## Énoncé
Filtre les lignes ci-dessous : recopie chacune de celles qui contiennent le mot « kitchen ».

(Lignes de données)
/---

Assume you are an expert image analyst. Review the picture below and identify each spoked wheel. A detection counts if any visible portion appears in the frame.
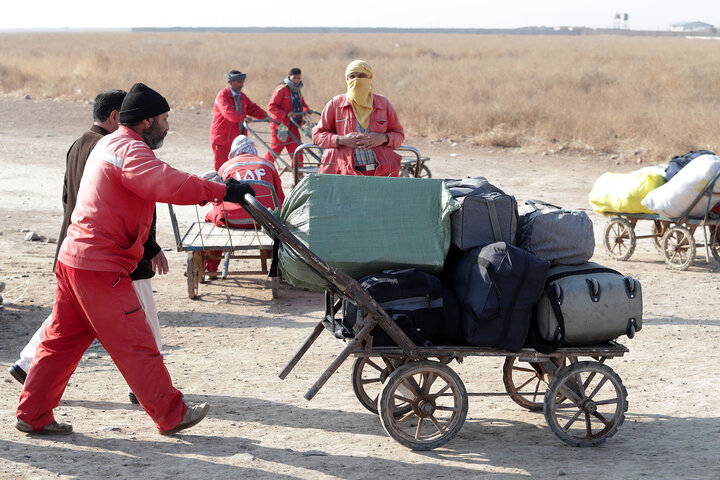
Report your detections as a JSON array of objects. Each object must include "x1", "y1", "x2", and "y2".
[
  {"x1": 652, "y1": 220, "x2": 670, "y2": 253},
  {"x1": 400, "y1": 164, "x2": 432, "y2": 178},
  {"x1": 378, "y1": 360, "x2": 468, "y2": 450},
  {"x1": 185, "y1": 250, "x2": 205, "y2": 300},
  {"x1": 708, "y1": 225, "x2": 720, "y2": 262},
  {"x1": 352, "y1": 357, "x2": 411, "y2": 416},
  {"x1": 503, "y1": 357, "x2": 547, "y2": 412},
  {"x1": 603, "y1": 217, "x2": 637, "y2": 261},
  {"x1": 662, "y1": 225, "x2": 695, "y2": 270},
  {"x1": 543, "y1": 361, "x2": 628, "y2": 447}
]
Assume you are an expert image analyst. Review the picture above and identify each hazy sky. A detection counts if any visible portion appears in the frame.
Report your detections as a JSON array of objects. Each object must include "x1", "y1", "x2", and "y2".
[{"x1": 0, "y1": 0, "x2": 720, "y2": 30}]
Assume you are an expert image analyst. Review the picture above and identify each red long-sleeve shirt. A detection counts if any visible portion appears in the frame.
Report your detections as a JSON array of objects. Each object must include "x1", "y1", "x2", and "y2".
[
  {"x1": 58, "y1": 126, "x2": 226, "y2": 273},
  {"x1": 210, "y1": 86, "x2": 268, "y2": 145}
]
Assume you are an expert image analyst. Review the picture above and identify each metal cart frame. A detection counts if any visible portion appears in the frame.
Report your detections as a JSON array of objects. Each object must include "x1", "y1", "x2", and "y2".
[
  {"x1": 243, "y1": 110, "x2": 322, "y2": 178},
  {"x1": 168, "y1": 180, "x2": 280, "y2": 299},
  {"x1": 243, "y1": 195, "x2": 628, "y2": 450},
  {"x1": 292, "y1": 143, "x2": 432, "y2": 187}
]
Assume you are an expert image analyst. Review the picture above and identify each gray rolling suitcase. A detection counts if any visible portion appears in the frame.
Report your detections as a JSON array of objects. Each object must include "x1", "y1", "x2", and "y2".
[
  {"x1": 535, "y1": 262, "x2": 642, "y2": 347},
  {"x1": 445, "y1": 177, "x2": 518, "y2": 251},
  {"x1": 517, "y1": 200, "x2": 595, "y2": 265}
]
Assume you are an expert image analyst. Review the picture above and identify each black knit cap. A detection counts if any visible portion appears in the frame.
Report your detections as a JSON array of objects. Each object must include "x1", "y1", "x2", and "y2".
[{"x1": 119, "y1": 83, "x2": 170, "y2": 124}]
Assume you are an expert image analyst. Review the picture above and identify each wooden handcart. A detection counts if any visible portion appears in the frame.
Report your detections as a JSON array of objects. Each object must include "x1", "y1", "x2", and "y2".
[
  {"x1": 244, "y1": 196, "x2": 628, "y2": 450},
  {"x1": 603, "y1": 168, "x2": 720, "y2": 270}
]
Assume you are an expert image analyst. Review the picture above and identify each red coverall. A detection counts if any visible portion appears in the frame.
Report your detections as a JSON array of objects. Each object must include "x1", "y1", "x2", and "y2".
[
  {"x1": 17, "y1": 126, "x2": 225, "y2": 430},
  {"x1": 205, "y1": 153, "x2": 285, "y2": 272},
  {"x1": 210, "y1": 85, "x2": 268, "y2": 171},
  {"x1": 313, "y1": 93, "x2": 405, "y2": 177},
  {"x1": 265, "y1": 83, "x2": 310, "y2": 165}
]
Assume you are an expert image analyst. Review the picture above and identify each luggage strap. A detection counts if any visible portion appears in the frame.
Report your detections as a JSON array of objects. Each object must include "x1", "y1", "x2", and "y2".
[
  {"x1": 487, "y1": 201, "x2": 502, "y2": 242},
  {"x1": 472, "y1": 251, "x2": 530, "y2": 344}
]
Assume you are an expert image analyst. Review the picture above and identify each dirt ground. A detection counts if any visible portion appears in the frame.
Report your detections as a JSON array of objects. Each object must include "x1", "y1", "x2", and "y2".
[{"x1": 0, "y1": 98, "x2": 720, "y2": 480}]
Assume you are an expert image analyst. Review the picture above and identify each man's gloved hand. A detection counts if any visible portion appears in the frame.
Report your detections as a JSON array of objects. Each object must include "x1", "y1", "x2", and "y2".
[{"x1": 223, "y1": 178, "x2": 255, "y2": 205}]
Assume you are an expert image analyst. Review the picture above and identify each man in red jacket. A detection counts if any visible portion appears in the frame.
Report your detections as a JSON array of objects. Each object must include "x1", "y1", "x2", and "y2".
[
  {"x1": 210, "y1": 70, "x2": 268, "y2": 171},
  {"x1": 15, "y1": 83, "x2": 254, "y2": 435},
  {"x1": 265, "y1": 67, "x2": 310, "y2": 165}
]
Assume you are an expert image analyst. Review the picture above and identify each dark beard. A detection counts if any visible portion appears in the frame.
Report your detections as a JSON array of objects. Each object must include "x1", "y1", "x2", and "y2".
[{"x1": 143, "y1": 119, "x2": 167, "y2": 150}]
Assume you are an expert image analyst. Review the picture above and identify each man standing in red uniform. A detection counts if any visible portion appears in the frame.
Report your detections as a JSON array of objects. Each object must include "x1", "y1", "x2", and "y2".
[
  {"x1": 265, "y1": 67, "x2": 310, "y2": 165},
  {"x1": 15, "y1": 83, "x2": 254, "y2": 435},
  {"x1": 210, "y1": 70, "x2": 268, "y2": 171}
]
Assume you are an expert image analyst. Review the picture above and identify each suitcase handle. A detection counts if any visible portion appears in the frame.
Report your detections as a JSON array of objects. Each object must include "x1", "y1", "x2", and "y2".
[
  {"x1": 585, "y1": 278, "x2": 600, "y2": 302},
  {"x1": 623, "y1": 276, "x2": 637, "y2": 298}
]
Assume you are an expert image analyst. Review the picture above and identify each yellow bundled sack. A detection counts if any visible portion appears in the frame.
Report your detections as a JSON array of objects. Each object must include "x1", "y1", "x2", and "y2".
[{"x1": 589, "y1": 167, "x2": 665, "y2": 213}]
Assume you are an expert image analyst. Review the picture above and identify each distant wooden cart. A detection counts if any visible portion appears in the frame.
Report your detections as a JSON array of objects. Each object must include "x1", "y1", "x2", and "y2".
[
  {"x1": 243, "y1": 114, "x2": 322, "y2": 180},
  {"x1": 168, "y1": 180, "x2": 280, "y2": 299},
  {"x1": 603, "y1": 172, "x2": 720, "y2": 270},
  {"x1": 244, "y1": 196, "x2": 628, "y2": 450}
]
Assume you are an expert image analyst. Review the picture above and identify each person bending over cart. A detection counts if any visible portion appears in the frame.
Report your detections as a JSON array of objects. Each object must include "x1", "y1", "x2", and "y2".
[
  {"x1": 205, "y1": 135, "x2": 285, "y2": 278},
  {"x1": 265, "y1": 67, "x2": 310, "y2": 169},
  {"x1": 15, "y1": 83, "x2": 254, "y2": 435},
  {"x1": 210, "y1": 70, "x2": 268, "y2": 171},
  {"x1": 313, "y1": 60, "x2": 405, "y2": 177}
]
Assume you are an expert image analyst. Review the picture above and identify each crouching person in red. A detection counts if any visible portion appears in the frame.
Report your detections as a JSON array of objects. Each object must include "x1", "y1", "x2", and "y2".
[
  {"x1": 15, "y1": 83, "x2": 253, "y2": 435},
  {"x1": 205, "y1": 135, "x2": 285, "y2": 276}
]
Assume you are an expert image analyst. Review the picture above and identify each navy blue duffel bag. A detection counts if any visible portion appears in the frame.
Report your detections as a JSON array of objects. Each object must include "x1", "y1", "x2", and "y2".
[{"x1": 446, "y1": 242, "x2": 550, "y2": 352}]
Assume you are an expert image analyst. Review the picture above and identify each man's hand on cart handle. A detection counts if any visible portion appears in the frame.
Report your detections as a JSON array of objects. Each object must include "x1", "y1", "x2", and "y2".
[{"x1": 223, "y1": 178, "x2": 255, "y2": 205}]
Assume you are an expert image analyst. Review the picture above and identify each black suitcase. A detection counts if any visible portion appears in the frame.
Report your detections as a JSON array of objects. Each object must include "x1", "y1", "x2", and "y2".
[
  {"x1": 343, "y1": 268, "x2": 463, "y2": 347},
  {"x1": 445, "y1": 177, "x2": 518, "y2": 251}
]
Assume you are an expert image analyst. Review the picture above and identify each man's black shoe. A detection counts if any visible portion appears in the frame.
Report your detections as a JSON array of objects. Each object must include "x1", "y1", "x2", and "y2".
[{"x1": 8, "y1": 363, "x2": 27, "y2": 385}]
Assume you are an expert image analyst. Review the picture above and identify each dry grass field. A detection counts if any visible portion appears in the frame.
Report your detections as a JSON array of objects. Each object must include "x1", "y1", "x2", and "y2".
[{"x1": 0, "y1": 32, "x2": 720, "y2": 161}]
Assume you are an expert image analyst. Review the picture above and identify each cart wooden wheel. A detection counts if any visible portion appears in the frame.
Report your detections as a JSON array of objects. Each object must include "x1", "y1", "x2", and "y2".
[
  {"x1": 351, "y1": 357, "x2": 411, "y2": 416},
  {"x1": 708, "y1": 225, "x2": 720, "y2": 262},
  {"x1": 185, "y1": 250, "x2": 205, "y2": 300},
  {"x1": 652, "y1": 220, "x2": 670, "y2": 253},
  {"x1": 543, "y1": 361, "x2": 628, "y2": 447},
  {"x1": 503, "y1": 357, "x2": 547, "y2": 412},
  {"x1": 378, "y1": 360, "x2": 468, "y2": 450},
  {"x1": 603, "y1": 217, "x2": 637, "y2": 261},
  {"x1": 662, "y1": 225, "x2": 695, "y2": 270}
]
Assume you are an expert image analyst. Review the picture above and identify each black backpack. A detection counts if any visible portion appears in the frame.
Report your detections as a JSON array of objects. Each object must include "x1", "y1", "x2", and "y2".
[
  {"x1": 665, "y1": 150, "x2": 715, "y2": 182},
  {"x1": 343, "y1": 268, "x2": 463, "y2": 347}
]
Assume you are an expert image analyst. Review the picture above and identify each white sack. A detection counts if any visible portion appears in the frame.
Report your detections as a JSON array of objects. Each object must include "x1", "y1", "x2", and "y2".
[{"x1": 640, "y1": 155, "x2": 720, "y2": 218}]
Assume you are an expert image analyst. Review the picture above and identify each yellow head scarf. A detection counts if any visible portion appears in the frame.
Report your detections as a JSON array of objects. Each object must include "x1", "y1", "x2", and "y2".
[{"x1": 345, "y1": 60, "x2": 373, "y2": 128}]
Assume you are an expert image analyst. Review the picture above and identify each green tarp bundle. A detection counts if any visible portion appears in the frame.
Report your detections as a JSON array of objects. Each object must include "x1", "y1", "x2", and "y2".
[{"x1": 279, "y1": 175, "x2": 459, "y2": 290}]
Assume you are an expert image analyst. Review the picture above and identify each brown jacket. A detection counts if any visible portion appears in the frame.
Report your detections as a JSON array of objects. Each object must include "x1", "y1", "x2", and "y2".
[{"x1": 53, "y1": 125, "x2": 160, "y2": 280}]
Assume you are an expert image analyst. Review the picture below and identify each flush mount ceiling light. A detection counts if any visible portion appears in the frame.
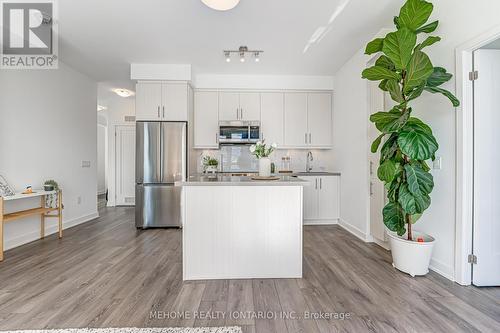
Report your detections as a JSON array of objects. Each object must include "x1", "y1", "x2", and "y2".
[
  {"x1": 113, "y1": 88, "x2": 135, "y2": 97},
  {"x1": 201, "y1": 0, "x2": 240, "y2": 11},
  {"x1": 223, "y1": 46, "x2": 264, "y2": 62}
]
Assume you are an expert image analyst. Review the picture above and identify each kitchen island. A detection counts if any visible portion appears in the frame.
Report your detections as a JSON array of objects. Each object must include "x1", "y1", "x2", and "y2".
[{"x1": 176, "y1": 175, "x2": 308, "y2": 280}]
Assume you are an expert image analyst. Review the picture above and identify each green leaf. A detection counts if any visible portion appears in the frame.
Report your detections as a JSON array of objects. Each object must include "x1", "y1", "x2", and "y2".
[
  {"x1": 424, "y1": 87, "x2": 460, "y2": 107},
  {"x1": 377, "y1": 159, "x2": 399, "y2": 183},
  {"x1": 380, "y1": 133, "x2": 398, "y2": 162},
  {"x1": 426, "y1": 67, "x2": 453, "y2": 87},
  {"x1": 404, "y1": 164, "x2": 434, "y2": 196},
  {"x1": 382, "y1": 202, "x2": 406, "y2": 236},
  {"x1": 404, "y1": 50, "x2": 434, "y2": 92},
  {"x1": 385, "y1": 80, "x2": 405, "y2": 103},
  {"x1": 375, "y1": 55, "x2": 396, "y2": 71},
  {"x1": 415, "y1": 21, "x2": 439, "y2": 34},
  {"x1": 362, "y1": 66, "x2": 399, "y2": 81},
  {"x1": 370, "y1": 108, "x2": 410, "y2": 133},
  {"x1": 370, "y1": 133, "x2": 385, "y2": 154},
  {"x1": 365, "y1": 38, "x2": 384, "y2": 54},
  {"x1": 398, "y1": 184, "x2": 431, "y2": 215},
  {"x1": 416, "y1": 36, "x2": 441, "y2": 50},
  {"x1": 398, "y1": 0, "x2": 434, "y2": 31},
  {"x1": 382, "y1": 27, "x2": 417, "y2": 69},
  {"x1": 398, "y1": 118, "x2": 439, "y2": 161}
]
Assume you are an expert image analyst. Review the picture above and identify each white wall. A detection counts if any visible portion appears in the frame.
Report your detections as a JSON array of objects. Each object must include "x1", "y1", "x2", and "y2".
[
  {"x1": 334, "y1": 0, "x2": 500, "y2": 279},
  {"x1": 0, "y1": 62, "x2": 97, "y2": 249}
]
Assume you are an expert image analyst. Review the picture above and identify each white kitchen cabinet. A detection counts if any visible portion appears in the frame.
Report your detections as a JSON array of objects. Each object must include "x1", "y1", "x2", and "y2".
[
  {"x1": 307, "y1": 93, "x2": 332, "y2": 147},
  {"x1": 194, "y1": 91, "x2": 219, "y2": 148},
  {"x1": 260, "y1": 93, "x2": 284, "y2": 147},
  {"x1": 219, "y1": 92, "x2": 260, "y2": 121},
  {"x1": 284, "y1": 93, "x2": 307, "y2": 148},
  {"x1": 135, "y1": 82, "x2": 188, "y2": 121},
  {"x1": 135, "y1": 82, "x2": 162, "y2": 120},
  {"x1": 162, "y1": 82, "x2": 188, "y2": 121},
  {"x1": 300, "y1": 176, "x2": 340, "y2": 224}
]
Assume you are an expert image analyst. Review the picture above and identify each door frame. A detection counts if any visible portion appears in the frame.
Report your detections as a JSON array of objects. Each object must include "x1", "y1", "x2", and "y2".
[{"x1": 455, "y1": 26, "x2": 500, "y2": 285}]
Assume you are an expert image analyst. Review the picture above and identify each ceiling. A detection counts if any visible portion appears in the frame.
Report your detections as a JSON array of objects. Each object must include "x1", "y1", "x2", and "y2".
[{"x1": 58, "y1": 0, "x2": 402, "y2": 81}]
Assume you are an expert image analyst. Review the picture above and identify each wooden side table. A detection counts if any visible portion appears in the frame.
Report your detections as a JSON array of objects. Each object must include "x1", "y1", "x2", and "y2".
[{"x1": 0, "y1": 190, "x2": 63, "y2": 261}]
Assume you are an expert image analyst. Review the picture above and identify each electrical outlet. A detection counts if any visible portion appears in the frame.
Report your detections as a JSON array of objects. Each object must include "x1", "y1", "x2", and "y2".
[{"x1": 432, "y1": 156, "x2": 442, "y2": 170}]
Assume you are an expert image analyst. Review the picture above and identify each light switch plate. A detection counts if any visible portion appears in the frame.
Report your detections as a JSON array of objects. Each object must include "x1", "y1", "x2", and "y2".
[{"x1": 432, "y1": 156, "x2": 442, "y2": 170}]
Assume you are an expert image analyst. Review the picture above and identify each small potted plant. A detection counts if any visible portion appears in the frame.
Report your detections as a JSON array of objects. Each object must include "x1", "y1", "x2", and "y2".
[
  {"x1": 202, "y1": 155, "x2": 219, "y2": 173},
  {"x1": 250, "y1": 140, "x2": 277, "y2": 177},
  {"x1": 362, "y1": 0, "x2": 460, "y2": 276},
  {"x1": 43, "y1": 179, "x2": 59, "y2": 208}
]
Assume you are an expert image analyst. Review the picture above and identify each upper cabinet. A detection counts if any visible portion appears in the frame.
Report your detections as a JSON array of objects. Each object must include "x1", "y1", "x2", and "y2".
[
  {"x1": 284, "y1": 92, "x2": 333, "y2": 148},
  {"x1": 135, "y1": 82, "x2": 188, "y2": 121},
  {"x1": 260, "y1": 93, "x2": 284, "y2": 147},
  {"x1": 219, "y1": 92, "x2": 260, "y2": 121},
  {"x1": 194, "y1": 91, "x2": 219, "y2": 149}
]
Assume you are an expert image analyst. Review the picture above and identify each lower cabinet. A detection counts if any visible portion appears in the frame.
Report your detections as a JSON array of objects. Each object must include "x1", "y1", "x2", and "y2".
[{"x1": 300, "y1": 176, "x2": 340, "y2": 224}]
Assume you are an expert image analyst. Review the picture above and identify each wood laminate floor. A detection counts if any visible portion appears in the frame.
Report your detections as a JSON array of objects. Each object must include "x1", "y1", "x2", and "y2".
[{"x1": 0, "y1": 208, "x2": 500, "y2": 333}]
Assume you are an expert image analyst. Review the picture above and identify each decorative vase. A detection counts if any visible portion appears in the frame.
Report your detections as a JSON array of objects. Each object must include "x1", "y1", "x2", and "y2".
[
  {"x1": 388, "y1": 231, "x2": 436, "y2": 277},
  {"x1": 259, "y1": 157, "x2": 271, "y2": 177}
]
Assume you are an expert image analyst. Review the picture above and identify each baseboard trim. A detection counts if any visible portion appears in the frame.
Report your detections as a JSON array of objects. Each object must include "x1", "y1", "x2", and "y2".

\---

## La solution
Assume you are an expert image analyst. Review the picture above and identify each kitchen island. A detection counts if any visible portion appears in the frame.
Assume you are an expert image analyst. Review the picture above and identify each white kitchen cabinet. A detection counts if any visible portion appears in the frame.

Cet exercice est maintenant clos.